** Start of Material for the task **

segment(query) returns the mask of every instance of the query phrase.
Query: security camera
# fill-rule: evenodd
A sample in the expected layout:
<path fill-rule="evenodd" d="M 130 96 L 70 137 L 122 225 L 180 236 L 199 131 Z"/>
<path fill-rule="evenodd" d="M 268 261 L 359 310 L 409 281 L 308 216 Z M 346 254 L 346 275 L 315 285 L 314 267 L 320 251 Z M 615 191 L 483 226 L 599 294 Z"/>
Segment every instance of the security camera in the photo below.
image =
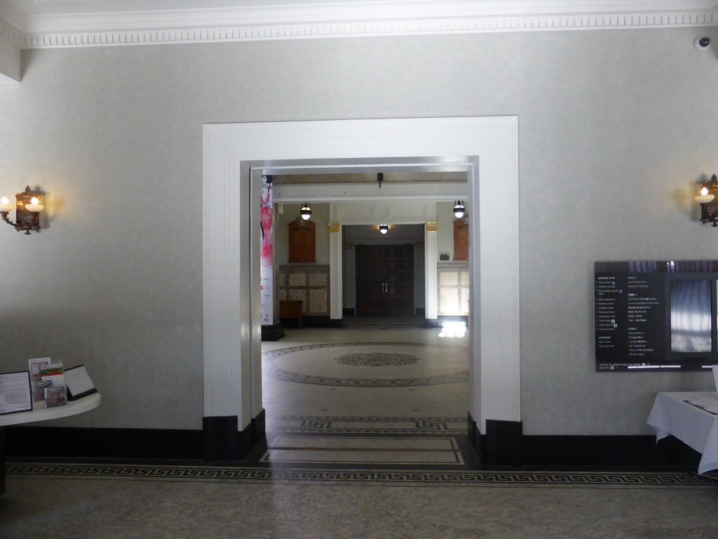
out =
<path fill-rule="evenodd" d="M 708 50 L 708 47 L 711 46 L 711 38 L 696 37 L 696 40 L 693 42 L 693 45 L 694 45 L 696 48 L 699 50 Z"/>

** End of Material for the task **
** Start of Material for the task **

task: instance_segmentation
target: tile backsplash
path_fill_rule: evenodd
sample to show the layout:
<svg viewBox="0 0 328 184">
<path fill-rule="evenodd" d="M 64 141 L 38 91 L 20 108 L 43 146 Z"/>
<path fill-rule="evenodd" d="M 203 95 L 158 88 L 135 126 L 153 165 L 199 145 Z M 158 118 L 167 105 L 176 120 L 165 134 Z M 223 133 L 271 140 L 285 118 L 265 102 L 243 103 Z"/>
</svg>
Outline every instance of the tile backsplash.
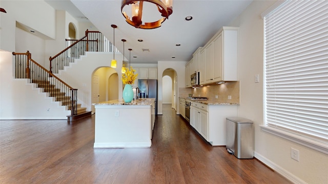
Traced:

** End of Material for the task **

## Short problem
Reproduce verbatim every line from the one containing "segment(query) returns the" down to the one containing "130 96 L 70", both included.

## Correct output
segment(query) returns the mask of every instance of the query phrase.
Query: security camera
# fill-rule: evenodd
A sample in the expected layout:
<path fill-rule="evenodd" d="M 130 96 L 70 137 L 122 225 L 180 236 L 199 131 Z"/>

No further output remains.